Begin

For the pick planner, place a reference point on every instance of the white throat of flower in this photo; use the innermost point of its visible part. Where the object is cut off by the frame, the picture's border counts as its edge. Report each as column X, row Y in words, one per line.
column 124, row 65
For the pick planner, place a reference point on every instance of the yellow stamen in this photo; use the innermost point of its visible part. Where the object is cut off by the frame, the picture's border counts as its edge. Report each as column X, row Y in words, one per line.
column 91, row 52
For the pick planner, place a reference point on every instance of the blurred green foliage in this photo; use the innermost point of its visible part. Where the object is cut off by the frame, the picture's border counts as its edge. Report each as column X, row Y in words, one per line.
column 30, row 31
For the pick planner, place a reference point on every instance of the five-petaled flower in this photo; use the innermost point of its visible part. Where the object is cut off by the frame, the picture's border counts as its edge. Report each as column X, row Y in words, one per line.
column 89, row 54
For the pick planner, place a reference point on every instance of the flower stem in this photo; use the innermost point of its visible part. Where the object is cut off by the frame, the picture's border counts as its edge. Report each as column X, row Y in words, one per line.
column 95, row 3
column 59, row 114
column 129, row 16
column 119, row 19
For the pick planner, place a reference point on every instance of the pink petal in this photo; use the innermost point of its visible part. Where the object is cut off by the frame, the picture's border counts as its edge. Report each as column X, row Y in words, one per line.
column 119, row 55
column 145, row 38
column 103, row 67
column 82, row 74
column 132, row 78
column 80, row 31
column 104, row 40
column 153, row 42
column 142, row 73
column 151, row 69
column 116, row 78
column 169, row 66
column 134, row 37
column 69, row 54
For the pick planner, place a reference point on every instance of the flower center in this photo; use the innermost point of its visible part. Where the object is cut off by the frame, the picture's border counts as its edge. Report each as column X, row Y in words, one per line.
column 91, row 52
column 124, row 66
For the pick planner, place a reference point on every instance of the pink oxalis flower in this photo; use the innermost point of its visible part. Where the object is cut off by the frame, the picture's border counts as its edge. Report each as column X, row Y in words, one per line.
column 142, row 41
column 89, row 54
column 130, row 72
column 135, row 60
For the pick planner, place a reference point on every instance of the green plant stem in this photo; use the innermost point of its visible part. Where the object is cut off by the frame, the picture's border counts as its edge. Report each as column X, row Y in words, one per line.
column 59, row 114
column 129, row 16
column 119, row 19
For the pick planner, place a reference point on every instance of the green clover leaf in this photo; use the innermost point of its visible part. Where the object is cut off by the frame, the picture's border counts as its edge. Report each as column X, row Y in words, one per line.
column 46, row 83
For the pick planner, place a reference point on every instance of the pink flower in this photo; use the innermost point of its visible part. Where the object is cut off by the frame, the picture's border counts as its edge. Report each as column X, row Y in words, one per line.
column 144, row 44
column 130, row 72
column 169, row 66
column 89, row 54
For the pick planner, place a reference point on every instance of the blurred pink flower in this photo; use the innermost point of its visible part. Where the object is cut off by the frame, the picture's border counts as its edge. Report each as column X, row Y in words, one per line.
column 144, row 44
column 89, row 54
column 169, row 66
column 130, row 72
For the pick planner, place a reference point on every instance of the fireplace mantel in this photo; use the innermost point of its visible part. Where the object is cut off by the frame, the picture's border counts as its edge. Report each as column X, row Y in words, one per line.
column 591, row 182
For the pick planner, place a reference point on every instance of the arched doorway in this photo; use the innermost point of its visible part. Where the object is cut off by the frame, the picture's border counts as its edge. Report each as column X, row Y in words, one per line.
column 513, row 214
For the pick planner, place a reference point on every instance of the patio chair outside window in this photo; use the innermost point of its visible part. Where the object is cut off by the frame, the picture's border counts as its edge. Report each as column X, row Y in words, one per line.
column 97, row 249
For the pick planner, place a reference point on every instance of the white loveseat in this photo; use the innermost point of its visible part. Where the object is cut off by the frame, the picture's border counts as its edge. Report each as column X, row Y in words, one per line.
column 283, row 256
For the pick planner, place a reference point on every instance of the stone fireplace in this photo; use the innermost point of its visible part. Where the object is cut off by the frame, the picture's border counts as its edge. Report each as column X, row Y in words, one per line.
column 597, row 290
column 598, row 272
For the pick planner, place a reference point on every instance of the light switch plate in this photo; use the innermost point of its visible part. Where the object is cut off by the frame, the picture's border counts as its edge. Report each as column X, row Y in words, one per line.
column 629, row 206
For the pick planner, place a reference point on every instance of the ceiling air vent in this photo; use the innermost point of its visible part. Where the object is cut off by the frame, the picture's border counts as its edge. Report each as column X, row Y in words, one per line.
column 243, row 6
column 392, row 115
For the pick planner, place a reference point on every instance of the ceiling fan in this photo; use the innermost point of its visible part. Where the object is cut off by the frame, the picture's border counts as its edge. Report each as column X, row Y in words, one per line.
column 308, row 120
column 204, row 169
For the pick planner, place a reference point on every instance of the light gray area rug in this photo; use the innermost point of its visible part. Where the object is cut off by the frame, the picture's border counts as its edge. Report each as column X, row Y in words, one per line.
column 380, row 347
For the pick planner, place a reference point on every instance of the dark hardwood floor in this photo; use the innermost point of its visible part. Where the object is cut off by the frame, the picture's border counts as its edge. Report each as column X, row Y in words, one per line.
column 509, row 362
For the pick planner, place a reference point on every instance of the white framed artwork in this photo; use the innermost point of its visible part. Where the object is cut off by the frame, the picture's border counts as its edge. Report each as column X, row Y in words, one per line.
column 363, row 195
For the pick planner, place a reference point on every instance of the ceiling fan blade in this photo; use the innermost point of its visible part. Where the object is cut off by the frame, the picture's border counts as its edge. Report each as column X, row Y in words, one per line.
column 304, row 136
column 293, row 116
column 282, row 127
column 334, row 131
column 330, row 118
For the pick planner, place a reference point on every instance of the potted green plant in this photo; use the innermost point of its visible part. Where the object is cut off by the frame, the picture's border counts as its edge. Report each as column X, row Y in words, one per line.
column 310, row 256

End
Begin

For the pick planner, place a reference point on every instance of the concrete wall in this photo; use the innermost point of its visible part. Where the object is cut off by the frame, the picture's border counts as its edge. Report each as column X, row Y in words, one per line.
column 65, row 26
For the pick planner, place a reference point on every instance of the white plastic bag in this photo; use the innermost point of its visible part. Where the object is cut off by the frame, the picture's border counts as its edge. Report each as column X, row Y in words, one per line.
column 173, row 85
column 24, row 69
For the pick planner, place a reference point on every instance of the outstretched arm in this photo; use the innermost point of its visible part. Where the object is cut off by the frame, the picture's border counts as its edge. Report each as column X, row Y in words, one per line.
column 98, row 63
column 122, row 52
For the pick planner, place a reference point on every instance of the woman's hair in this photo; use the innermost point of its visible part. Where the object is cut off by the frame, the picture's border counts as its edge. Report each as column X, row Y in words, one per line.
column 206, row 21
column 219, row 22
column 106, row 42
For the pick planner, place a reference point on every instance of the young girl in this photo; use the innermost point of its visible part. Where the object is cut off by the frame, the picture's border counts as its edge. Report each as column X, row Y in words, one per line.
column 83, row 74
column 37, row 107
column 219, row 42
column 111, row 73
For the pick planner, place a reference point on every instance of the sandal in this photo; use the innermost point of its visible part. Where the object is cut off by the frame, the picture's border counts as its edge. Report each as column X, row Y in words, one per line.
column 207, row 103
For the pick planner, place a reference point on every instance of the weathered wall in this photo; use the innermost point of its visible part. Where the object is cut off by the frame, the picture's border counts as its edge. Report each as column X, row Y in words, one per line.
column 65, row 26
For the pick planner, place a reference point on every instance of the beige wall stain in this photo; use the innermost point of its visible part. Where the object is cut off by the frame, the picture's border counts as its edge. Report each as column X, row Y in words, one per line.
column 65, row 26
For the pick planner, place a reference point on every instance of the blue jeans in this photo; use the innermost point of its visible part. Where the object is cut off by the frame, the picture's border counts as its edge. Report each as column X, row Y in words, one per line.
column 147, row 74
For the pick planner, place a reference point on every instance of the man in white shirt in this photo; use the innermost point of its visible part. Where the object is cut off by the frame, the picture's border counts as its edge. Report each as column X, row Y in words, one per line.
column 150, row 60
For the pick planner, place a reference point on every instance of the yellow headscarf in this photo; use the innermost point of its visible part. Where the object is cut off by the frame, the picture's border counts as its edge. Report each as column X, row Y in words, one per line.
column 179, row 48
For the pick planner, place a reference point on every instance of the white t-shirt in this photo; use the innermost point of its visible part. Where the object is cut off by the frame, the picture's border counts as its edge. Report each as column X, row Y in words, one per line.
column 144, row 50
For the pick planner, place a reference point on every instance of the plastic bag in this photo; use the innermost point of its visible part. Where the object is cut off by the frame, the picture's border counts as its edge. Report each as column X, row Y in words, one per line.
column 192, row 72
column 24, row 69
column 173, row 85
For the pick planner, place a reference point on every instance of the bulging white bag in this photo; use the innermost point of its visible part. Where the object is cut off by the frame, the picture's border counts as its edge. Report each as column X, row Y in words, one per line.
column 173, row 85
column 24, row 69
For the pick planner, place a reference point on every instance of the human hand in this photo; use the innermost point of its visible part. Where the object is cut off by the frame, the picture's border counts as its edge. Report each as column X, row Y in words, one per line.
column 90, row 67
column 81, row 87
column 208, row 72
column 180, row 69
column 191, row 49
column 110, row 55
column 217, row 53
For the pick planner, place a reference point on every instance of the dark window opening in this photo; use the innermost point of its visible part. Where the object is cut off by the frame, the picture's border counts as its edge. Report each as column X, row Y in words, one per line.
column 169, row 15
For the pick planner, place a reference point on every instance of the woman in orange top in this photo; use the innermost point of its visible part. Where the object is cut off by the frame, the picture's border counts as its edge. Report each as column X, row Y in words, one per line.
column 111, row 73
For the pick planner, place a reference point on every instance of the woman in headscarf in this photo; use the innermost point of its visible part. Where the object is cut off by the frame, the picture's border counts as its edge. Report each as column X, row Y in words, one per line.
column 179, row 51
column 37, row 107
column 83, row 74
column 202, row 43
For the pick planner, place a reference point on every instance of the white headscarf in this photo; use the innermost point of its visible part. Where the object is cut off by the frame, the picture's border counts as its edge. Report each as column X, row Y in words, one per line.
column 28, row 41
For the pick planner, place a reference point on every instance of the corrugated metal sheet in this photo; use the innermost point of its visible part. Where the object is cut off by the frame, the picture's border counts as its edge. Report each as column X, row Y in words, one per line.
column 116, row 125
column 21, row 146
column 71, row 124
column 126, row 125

End
Begin

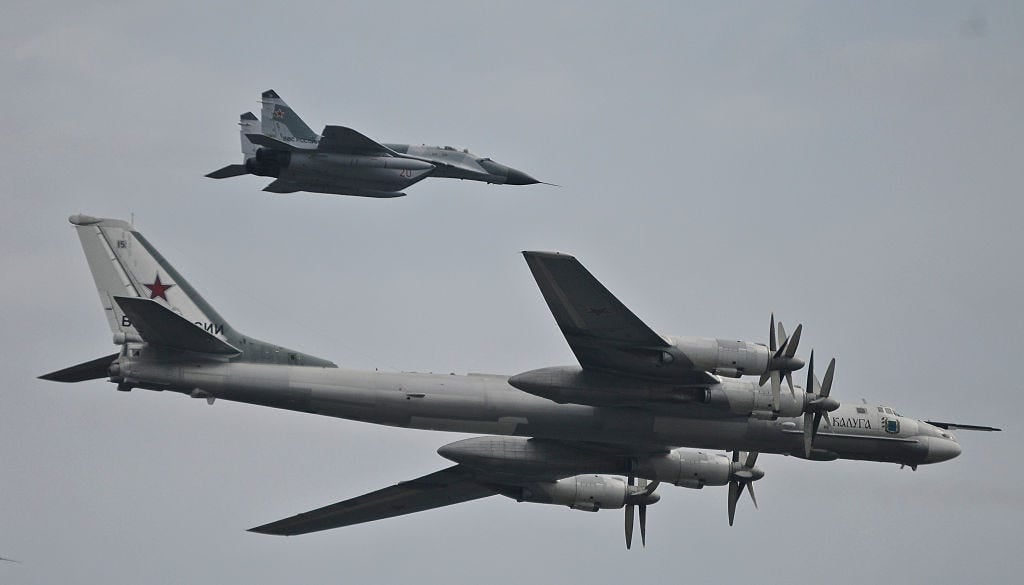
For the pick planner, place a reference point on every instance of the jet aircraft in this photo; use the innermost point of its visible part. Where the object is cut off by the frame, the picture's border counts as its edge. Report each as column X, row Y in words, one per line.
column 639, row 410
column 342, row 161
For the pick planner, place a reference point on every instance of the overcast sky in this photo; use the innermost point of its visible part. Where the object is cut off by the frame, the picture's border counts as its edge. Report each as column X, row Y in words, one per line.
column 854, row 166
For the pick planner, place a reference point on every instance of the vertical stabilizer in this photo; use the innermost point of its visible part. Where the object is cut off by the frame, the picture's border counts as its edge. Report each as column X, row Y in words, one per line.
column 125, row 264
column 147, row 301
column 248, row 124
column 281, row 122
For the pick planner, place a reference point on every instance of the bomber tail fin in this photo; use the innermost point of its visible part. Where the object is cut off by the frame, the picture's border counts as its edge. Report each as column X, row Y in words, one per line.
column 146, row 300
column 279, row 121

End

# TASK DIRECTIONS
Arrange the lines of the records above as a JSON list of strings, starting with the line that contains "woman in headscarf" and ending with the line that contains "column 28, row 41", both included. Give one string per line and leave out any blank lines.

# RESPONSE TO THIS TASK
[
  "For the pick planner, place a reference point on every instance of the woman in headscarf in this photo; use the innermost point of its visible part. Where the object is cut off by the frame, the picture's border counts as its edge. Report each as column X, row Y in words, one per line.",
  "column 179, row 51",
  "column 37, row 107",
  "column 83, row 74",
  "column 202, row 43",
  "For the pick planner, place a reference point on every instance of the white headscarf in this photo; use the innermost point of its visible part. Where the object is cut off by the frame, the picture's border counts as its edge. Report each as column X, row Y in words, one per line.",
  "column 28, row 41"
]